Records supplied:
Start

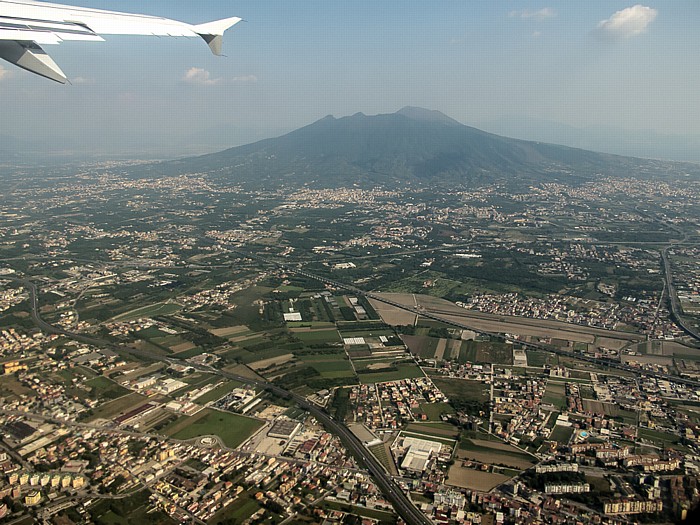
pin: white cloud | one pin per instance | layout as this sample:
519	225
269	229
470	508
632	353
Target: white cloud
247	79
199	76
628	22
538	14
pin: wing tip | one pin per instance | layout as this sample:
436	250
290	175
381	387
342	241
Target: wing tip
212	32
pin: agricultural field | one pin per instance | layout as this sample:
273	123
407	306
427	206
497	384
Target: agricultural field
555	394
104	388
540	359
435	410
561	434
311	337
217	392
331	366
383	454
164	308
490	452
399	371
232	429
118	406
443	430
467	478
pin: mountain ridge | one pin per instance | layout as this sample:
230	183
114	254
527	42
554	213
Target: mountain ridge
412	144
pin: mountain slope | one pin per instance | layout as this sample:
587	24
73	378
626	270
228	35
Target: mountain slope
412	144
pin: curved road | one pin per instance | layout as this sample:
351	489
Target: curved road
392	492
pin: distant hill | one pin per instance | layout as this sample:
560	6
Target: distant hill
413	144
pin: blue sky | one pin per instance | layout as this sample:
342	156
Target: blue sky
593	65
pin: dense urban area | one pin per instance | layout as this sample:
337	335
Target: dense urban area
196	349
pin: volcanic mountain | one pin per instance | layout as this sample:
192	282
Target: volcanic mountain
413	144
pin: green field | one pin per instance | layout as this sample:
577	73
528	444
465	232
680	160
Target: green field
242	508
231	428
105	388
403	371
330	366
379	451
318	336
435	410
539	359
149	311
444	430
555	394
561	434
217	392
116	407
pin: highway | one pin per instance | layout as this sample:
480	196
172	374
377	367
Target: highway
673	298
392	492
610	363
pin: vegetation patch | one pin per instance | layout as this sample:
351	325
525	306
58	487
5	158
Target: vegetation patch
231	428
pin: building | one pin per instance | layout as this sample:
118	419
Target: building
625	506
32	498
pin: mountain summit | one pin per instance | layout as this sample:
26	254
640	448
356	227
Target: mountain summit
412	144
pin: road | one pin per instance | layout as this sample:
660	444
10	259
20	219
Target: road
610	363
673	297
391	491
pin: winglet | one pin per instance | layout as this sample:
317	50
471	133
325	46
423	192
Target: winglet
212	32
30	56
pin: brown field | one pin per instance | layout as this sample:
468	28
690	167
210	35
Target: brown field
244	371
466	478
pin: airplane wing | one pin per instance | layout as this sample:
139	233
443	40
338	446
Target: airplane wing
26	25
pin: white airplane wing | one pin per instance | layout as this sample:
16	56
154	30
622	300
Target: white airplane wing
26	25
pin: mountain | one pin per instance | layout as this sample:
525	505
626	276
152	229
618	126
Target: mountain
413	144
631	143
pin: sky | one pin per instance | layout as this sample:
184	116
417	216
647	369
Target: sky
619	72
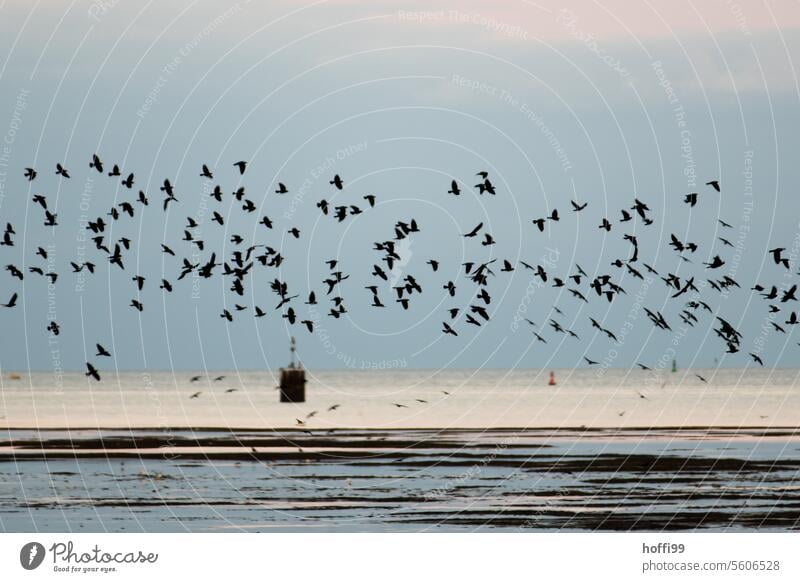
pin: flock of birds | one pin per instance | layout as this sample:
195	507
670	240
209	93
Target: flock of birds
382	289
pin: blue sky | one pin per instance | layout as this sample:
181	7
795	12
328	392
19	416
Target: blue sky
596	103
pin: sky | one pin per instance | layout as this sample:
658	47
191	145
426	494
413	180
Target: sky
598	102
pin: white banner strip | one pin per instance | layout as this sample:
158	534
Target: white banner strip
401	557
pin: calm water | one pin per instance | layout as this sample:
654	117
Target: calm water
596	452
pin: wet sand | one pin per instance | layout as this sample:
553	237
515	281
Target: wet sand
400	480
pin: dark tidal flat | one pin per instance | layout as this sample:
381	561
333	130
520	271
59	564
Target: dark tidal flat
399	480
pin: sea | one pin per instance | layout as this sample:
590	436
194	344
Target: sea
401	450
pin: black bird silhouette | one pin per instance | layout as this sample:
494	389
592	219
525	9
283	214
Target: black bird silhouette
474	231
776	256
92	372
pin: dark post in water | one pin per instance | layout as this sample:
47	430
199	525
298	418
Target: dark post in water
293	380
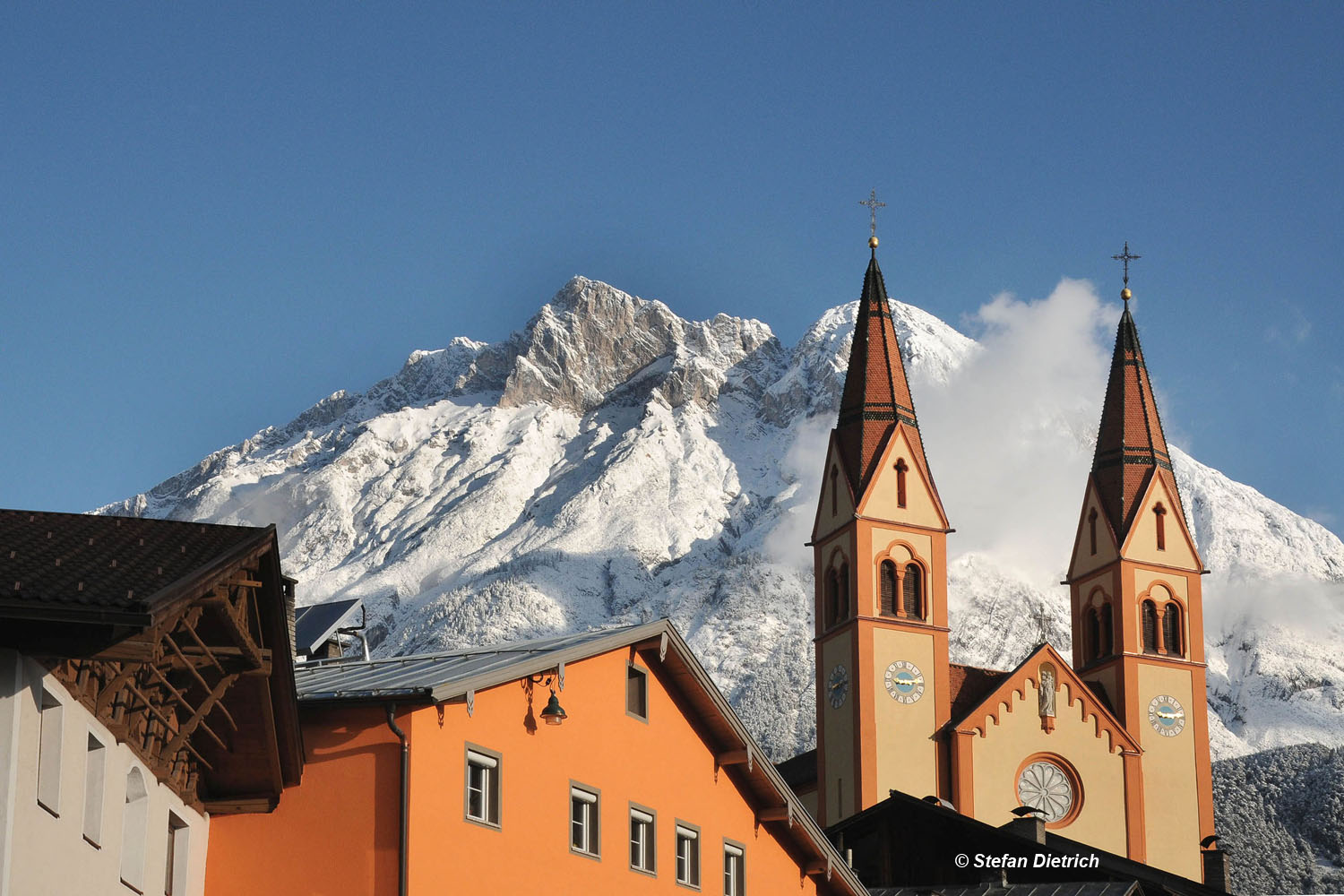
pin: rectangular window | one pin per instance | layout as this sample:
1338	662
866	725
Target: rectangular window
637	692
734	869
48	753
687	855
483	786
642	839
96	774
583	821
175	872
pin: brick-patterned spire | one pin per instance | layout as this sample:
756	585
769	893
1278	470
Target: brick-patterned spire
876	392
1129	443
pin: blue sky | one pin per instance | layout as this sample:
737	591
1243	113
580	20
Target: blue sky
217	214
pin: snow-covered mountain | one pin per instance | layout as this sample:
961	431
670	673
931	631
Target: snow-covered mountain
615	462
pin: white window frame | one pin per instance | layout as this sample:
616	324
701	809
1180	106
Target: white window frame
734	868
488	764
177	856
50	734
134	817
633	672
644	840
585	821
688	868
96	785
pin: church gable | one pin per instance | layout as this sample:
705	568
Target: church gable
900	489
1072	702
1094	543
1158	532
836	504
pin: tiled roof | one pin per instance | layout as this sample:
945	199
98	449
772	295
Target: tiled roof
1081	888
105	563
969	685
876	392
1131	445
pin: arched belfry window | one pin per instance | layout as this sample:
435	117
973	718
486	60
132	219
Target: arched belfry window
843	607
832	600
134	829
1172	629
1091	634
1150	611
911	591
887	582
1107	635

End

Beginning with the line that contains "pin: calm water", repeat every remaining line of the data exactly, the last line included, and omit pictures.

Answer below:
pin: calm water | one pin per instance | layout as this sample:
654	117
Target: calm water
596	452
pin: wet sand | one pin per instance | layout as this sample:
553	237
515	281
Target: wet sand
400	480
pin: dark tidal flat | one pin per instance | layout as this sample:
381	561
333	130
520	271
59	564
Target: dark tidal flat
399	480
pin: sea | one pin per instance | layout as this sample:
590	436
194	344
Target: sea
401	450
pin: black bird silhouette | one pin per instance | layout as this sample:
494	389
592	219
525	9
283	214
Target: black bird silhouette
474	231
776	256
92	372
pin: dark post in water | one pin per instance | layout as this sample:
47	430
199	525
298	418
Target: dark post in water
293	380
pin: rectangular window | one pin per instance | layout as this sample:
1338	662
866	725
Target: rectangular window
637	692
734	869
48	753
687	855
483	786
642	839
96	774
583	821
175	872
pin: brick-patterned spire | one pin per instance | layout as this sample:
756	585
769	893
1278	470
Target: brick-patterned spire
876	392
1129	443
pin: blue sky | one pin per instance | layout as this sample:
737	591
1243	113
580	20
Target: blue sky
217	214
pin: snow-covered mountain | one pin per instance | layout as this sample:
961	431
670	673
931	631
Target: snow-covered mountain
615	462
pin: white window frame | one pin per instance | layout as this sample:
616	324
701	809
1180	106
Target: white window frame
734	868
488	764
177	856
50	734
134	817
633	672
644	840
585	821
688	868
96	785
pin: church gable | one pin per instance | layout as this sample:
705	568
Target: church gable
900	489
1072	702
1094	543
1158	532
836	504
pin: tiled roof | one pin per instance | layout as this sample:
945	199
98	449
772	295
Target: tiled roof
1081	888
105	563
969	685
876	392
1131	445
pin: arched belfry window | one pin per instance | layout as this sample:
435	117
973	718
486	60
132	219
Target: arched belfry window
843	607
832	600
134	829
1172	629
1091	634
1150	611
911	591
887	582
1107	635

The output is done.